*Passage given*:
————

Or "shrit" for shrimp s#!t.


----------



## fish_fasinated (Mar 30, 2006)

looking good UG glad to see things are clearing slowly for you.


----------



## garuf (May 30, 2007)

it's a shame ferns are so sensitive to excel othewise I'd nuke the whole tank with the stuff. The trick with this is going to be doing every day water changes and getting your dosing and co2 rebalanced. Give it a month and you should be back on track, you can get through this!


----------



## ClPat (Apr 30, 2009)

It's starting to look really good. A few water changes, some excel and light feeding of the fish and it'll look great.
To be honest, I would have prefered to see nano-fish in there, aside from that and the algae, I love this tank and it's dark, heart-of-the-forest, don't-go-in-there look.


----------



## chase127 (Jun 8, 2008)

dude im in love with this tank. i love jungles and this looks like something straight out of south america. if only i knew how to scape like you


----------



## Craigthor (Sep 9, 2007)

Francis Xavier said:


> excel melts mini pellia too!


Nah I dose super heavy on excel in my tank and have seen nothign bad with Excel and my Mini Pellia



Ugly Genius said:


> _I think this tank'll bounce back._​


Smoking tank!

Craig


----------



## Ugly Genius (Sep 27, 2003)

Thanks, *chris* and *Craig*. (Craig, welcome back, hommie. Glad you're going to stay!)

I'm off to work in a bit, so I can't snap photos right now, but I can say that much of my algae problem was probably the result of a dirty filter as previously speculated. Yesterday, my order of replacement pads for the 2213 finally came in -- you can't get them anywhere in the City -- and I replaced the old ones last night. This morning, already, the tank has cleared considerably of hair algae and BGA. Staghorn is still there, but it appears to be on the way out.
It's a good feeling and given the spooky nature of this layout, when I saw it this morning, slowly recovering and finding it's legs, I felt like the Emperor in _Revenge of the Sith_ when he rescues Anakin, puts him in the Vader suit for the first time, and says, "Rise!"

————

*Source data*:
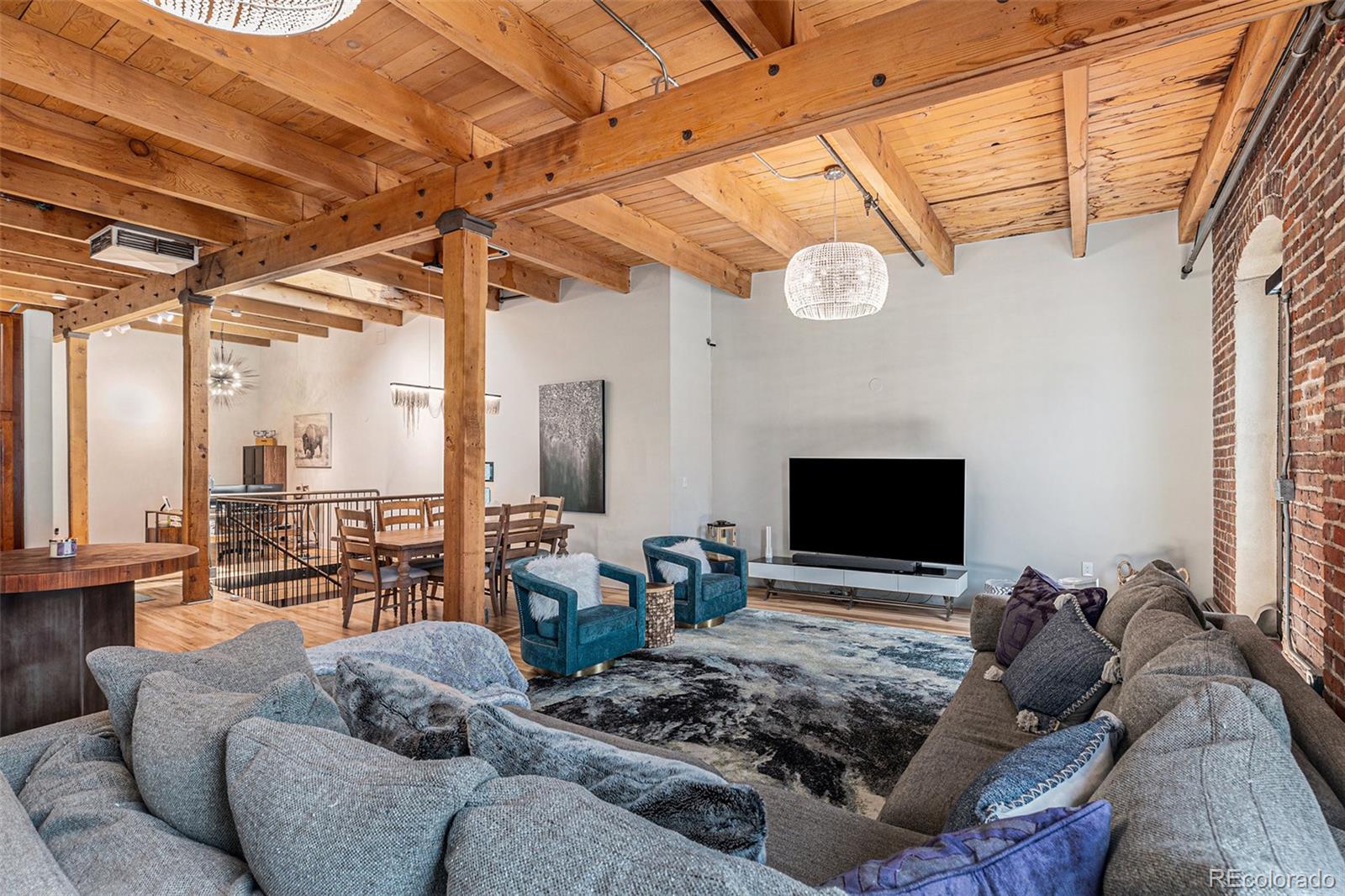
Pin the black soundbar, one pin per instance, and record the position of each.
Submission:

————

*Job 1*: In the aquarium forum thread, what did Ugly Genius replace in the 2213 the night before posting?
*Job 2*: Write a continuation of the aquarium forum thread, picking up after its last sentence.

*Exercise response 1*: The old filter pads, which were swapped for newly arrived replacement pads.

*Exercise response 2*:
----------



## Tex Gal (Mar 28, 2008)

UG only you could make algae look good! LOL It looks like a movie stage for a horror flick. It's very cool.


----------



## fastfreddie (Sep 10, 2008)

Ugly Genius said:


> I felt like the Emperor in _Revenge of the Sith_ when he rescues Anakin, puts him in the Vader suit for the first time, and says, "Rise!"


Yes! This tank is about to kick some a%#!


----------



## JadeIceGreen (May 20, 2009)

One encouragement I can give you is that since you have created a masterpiece in smaller tanks than the Mini L, this will be easy. Just stick with it and on days that it gets you down, think of when it will all be well (in time) and you can show it off!

For my Mini M with glosso, I struggled with hair algae and GSA for the first FOUR months of the tank's life. Every day, without fail, I would change 30% water and suck away all the hair algae and scrub the tank walls and it took 30 mins.

It was only until I realized how much of a big eater glosso was that I solved algae once and for all. Now I pump 5ml of Step 2, 2ml of Brightly K and 2ml of Excel daily with 1bps CO2. Spotless clean tank all week round, like those in the ADA Gallery.

To cut the long story short, (I should have done that earlier... hmmm) don't give up! Once you find the tank's balance, it will be sweet from there on. 

*Cheering for you!*


----------



## Ugly Genius (Sep 27, 2003)

Thanks, *Tex*, *fast*, and *Jade*.

Slowly, very slowly, Elements is coming around.








I'll be removing the Crypt in the middle. I'm not digging it at all.


----------



## Ugly Genius (Sep 27, 2003)

Went to AFA today to pick up some potassium. Also got eighteen Amanos. The total number of Amanos in Elements is completely unknown to me.
I'd estimate it somewhere around: a lot.


----------



## vtkid (Jan 5, 2009)

it looks mystical... a lush, rainforest..ugh mountain or something.


----------



## Green Leaf Aquariums (Feb 26, 2007)

Nice UG 

-O


----------



## hyphination (Sep 25, 2008)

Pretty sweet layout!! you have amazing skills.


----------



## JadeIceGreen (May 20, 2009)

The entire layout is so sweet. I love the powerful hardscape and the lawn is very nice.
Your photo taking skills are fantastic too! Keep it coming with this tank..

How I wish ADA made a Mini Solar for their Mini L.


----------



## Ugly Genius (Sep 27, 2003)

Thanks, *vtkid*, *Orlando*, *hyph*, and *Jade*.

Japanese Hairgrass...
I'm not sure I'm liking this carpet plant.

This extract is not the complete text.